— DANE DO ĆWICZENIA —
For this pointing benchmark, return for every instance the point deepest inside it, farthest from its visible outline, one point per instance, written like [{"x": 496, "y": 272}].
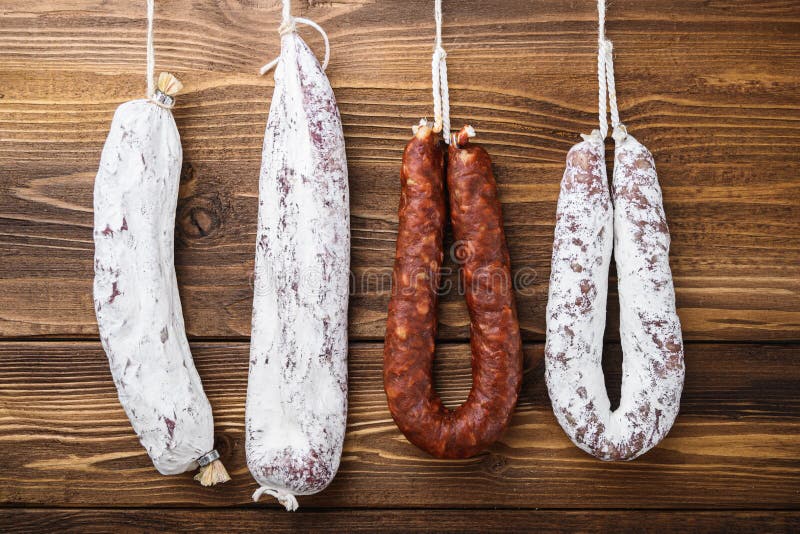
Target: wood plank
[
  {"x": 66, "y": 441},
  {"x": 713, "y": 88},
  {"x": 393, "y": 521}
]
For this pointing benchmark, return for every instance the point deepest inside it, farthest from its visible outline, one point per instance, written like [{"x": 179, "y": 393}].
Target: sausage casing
[
  {"x": 411, "y": 328},
  {"x": 652, "y": 369}
]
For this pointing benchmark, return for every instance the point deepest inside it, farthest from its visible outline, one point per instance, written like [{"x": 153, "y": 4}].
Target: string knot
[
  {"x": 288, "y": 500},
  {"x": 287, "y": 26},
  {"x": 441, "y": 91}
]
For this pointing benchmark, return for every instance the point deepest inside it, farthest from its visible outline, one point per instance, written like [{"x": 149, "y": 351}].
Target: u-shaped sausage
[{"x": 411, "y": 329}]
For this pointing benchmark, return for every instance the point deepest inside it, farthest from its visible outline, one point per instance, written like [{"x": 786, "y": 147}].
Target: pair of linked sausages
[{"x": 477, "y": 222}]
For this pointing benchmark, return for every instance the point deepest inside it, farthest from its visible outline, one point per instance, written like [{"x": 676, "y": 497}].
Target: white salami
[
  {"x": 650, "y": 331},
  {"x": 135, "y": 290},
  {"x": 653, "y": 369},
  {"x": 297, "y": 390}
]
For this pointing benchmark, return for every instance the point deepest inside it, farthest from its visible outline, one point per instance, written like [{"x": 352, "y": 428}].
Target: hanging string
[
  {"x": 441, "y": 91},
  {"x": 607, "y": 88},
  {"x": 151, "y": 53},
  {"x": 289, "y": 25}
]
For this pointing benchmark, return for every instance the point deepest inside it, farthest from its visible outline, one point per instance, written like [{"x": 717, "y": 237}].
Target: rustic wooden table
[{"x": 712, "y": 87}]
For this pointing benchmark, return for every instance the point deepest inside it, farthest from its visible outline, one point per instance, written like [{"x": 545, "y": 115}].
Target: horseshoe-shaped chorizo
[{"x": 411, "y": 329}]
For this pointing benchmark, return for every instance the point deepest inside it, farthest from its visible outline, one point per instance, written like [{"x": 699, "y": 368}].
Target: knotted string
[
  {"x": 607, "y": 90},
  {"x": 288, "y": 500},
  {"x": 289, "y": 25},
  {"x": 441, "y": 91},
  {"x": 151, "y": 53}
]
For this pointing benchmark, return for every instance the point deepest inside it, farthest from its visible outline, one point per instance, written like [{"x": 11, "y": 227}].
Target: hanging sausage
[
  {"x": 297, "y": 389},
  {"x": 135, "y": 289},
  {"x": 477, "y": 223},
  {"x": 589, "y": 218}
]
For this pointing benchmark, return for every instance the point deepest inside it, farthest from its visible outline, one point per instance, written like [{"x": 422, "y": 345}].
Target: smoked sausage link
[{"x": 411, "y": 329}]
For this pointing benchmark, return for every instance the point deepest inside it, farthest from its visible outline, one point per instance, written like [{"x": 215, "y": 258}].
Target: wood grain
[
  {"x": 394, "y": 521},
  {"x": 736, "y": 444},
  {"x": 711, "y": 87}
]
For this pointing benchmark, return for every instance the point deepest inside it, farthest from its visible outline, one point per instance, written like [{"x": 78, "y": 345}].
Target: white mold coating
[
  {"x": 653, "y": 368},
  {"x": 135, "y": 290},
  {"x": 297, "y": 389}
]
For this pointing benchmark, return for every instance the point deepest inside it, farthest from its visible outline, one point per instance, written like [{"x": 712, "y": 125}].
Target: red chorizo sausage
[{"x": 411, "y": 328}]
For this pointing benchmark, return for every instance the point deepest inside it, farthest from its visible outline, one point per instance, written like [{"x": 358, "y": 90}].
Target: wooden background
[{"x": 712, "y": 87}]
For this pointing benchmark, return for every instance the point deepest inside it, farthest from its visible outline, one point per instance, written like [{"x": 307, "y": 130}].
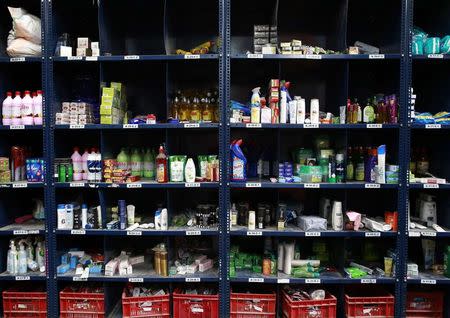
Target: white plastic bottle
[
  {"x": 16, "y": 112},
  {"x": 22, "y": 260},
  {"x": 77, "y": 165},
  {"x": 27, "y": 109},
  {"x": 189, "y": 171},
  {"x": 7, "y": 109},
  {"x": 37, "y": 108}
]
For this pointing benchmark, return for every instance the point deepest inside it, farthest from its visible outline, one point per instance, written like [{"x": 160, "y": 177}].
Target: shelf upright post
[{"x": 404, "y": 158}]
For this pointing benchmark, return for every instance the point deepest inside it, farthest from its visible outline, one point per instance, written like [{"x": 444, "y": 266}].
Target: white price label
[
  {"x": 20, "y": 185},
  {"x": 134, "y": 185},
  {"x": 435, "y": 56},
  {"x": 368, "y": 281},
  {"x": 17, "y": 127},
  {"x": 252, "y": 125},
  {"x": 76, "y": 184},
  {"x": 255, "y": 56},
  {"x": 78, "y": 232},
  {"x": 17, "y": 59},
  {"x": 76, "y": 127},
  {"x": 312, "y": 281},
  {"x": 134, "y": 233},
  {"x": 433, "y": 126},
  {"x": 130, "y": 126},
  {"x": 311, "y": 126},
  {"x": 20, "y": 232},
  {"x": 193, "y": 125},
  {"x": 313, "y": 57},
  {"x": 193, "y": 233},
  {"x": 192, "y": 185},
  {"x": 431, "y": 186},
  {"x": 283, "y": 281},
  {"x": 253, "y": 185},
  {"x": 192, "y": 56},
  {"x": 131, "y": 57}
]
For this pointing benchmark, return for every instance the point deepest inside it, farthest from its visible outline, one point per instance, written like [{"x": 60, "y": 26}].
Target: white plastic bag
[{"x": 26, "y": 25}]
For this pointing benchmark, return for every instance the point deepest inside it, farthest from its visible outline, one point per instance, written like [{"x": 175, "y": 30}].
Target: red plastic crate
[
  {"x": 375, "y": 303},
  {"x": 309, "y": 308},
  {"x": 253, "y": 305},
  {"x": 81, "y": 305},
  {"x": 195, "y": 306},
  {"x": 425, "y": 304},
  {"x": 146, "y": 306},
  {"x": 18, "y": 303}
]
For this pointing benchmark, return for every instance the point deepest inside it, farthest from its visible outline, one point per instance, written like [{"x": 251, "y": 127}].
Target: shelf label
[
  {"x": 20, "y": 232},
  {"x": 192, "y": 125},
  {"x": 192, "y": 56},
  {"x": 131, "y": 57},
  {"x": 435, "y": 56},
  {"x": 428, "y": 281},
  {"x": 310, "y": 125},
  {"x": 20, "y": 185},
  {"x": 17, "y": 127},
  {"x": 193, "y": 233},
  {"x": 372, "y": 186},
  {"x": 368, "y": 281},
  {"x": 313, "y": 57},
  {"x": 134, "y": 233},
  {"x": 78, "y": 232},
  {"x": 76, "y": 184},
  {"x": 255, "y": 56},
  {"x": 130, "y": 126},
  {"x": 370, "y": 126},
  {"x": 76, "y": 127},
  {"x": 433, "y": 126},
  {"x": 254, "y": 233},
  {"x": 312, "y": 281},
  {"x": 134, "y": 185},
  {"x": 283, "y": 281},
  {"x": 376, "y": 56},
  {"x": 17, "y": 59}
]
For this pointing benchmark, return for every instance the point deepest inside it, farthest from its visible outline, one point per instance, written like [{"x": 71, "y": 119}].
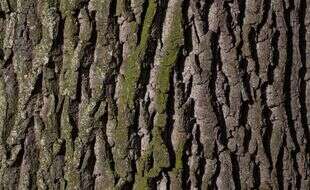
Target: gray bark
[{"x": 154, "y": 94}]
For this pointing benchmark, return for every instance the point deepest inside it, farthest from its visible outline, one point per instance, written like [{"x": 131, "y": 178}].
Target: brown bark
[{"x": 154, "y": 94}]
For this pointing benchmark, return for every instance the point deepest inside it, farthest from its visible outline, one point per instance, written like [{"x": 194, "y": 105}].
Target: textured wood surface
[{"x": 154, "y": 94}]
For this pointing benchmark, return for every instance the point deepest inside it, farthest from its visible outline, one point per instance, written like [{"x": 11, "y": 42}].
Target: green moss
[
  {"x": 132, "y": 69},
  {"x": 128, "y": 85}
]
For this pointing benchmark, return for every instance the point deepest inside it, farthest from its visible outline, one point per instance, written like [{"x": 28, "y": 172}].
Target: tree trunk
[{"x": 154, "y": 94}]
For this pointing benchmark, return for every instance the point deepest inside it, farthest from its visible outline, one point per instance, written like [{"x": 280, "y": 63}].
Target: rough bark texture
[{"x": 154, "y": 94}]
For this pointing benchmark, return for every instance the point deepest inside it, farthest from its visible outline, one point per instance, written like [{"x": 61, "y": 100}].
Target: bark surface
[{"x": 154, "y": 94}]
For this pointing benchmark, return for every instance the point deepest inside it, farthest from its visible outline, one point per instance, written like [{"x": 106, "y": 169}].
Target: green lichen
[
  {"x": 158, "y": 149},
  {"x": 128, "y": 86},
  {"x": 171, "y": 51},
  {"x": 132, "y": 68}
]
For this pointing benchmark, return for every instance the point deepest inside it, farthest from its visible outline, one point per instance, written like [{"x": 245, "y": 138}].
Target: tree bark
[{"x": 154, "y": 94}]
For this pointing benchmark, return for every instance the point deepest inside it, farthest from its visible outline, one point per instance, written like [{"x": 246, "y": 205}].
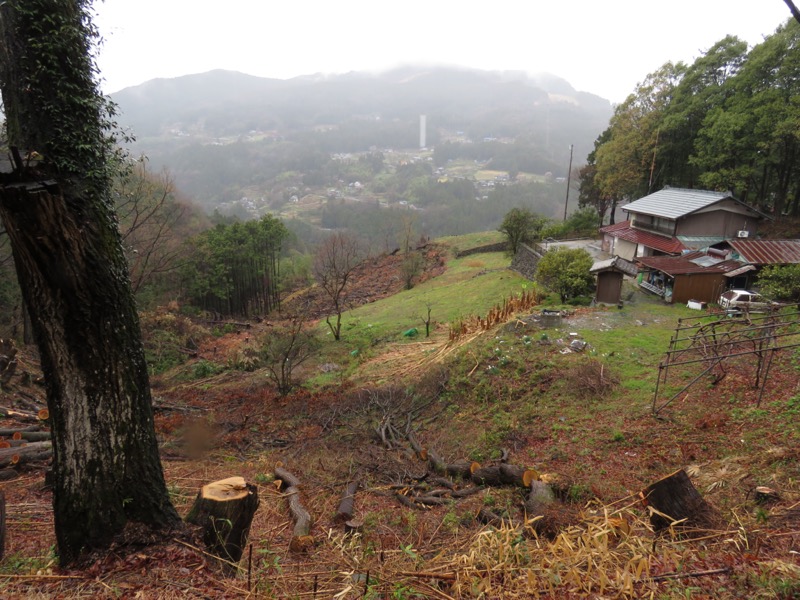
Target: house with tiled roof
[
  {"x": 698, "y": 275},
  {"x": 675, "y": 220}
]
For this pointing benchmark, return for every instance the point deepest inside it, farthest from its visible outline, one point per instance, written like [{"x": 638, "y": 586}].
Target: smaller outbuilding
[
  {"x": 610, "y": 274},
  {"x": 697, "y": 276}
]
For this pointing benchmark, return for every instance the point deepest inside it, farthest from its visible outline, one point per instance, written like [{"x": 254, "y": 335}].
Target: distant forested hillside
[{"x": 224, "y": 135}]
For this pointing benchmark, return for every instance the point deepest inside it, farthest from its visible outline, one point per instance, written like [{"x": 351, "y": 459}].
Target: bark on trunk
[
  {"x": 675, "y": 497},
  {"x": 74, "y": 280},
  {"x": 504, "y": 474},
  {"x": 347, "y": 503},
  {"x": 225, "y": 510},
  {"x": 2, "y": 524},
  {"x": 106, "y": 463}
]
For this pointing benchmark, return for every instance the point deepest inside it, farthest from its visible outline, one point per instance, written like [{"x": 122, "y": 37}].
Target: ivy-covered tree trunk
[{"x": 73, "y": 276}]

— TREŚĆ ZADANIA —
Znajdź w powyższym materiale wszystkie wiersze zawierające słowo "trunk" i przepisz każdy z nich w całości. Wielkość liter ma znaczenie.

— PRZYKŁADOWE ROZWIĄZANIE —
Target: tree trunk
Target: bark on trunk
Target: ivy-covered tree trunk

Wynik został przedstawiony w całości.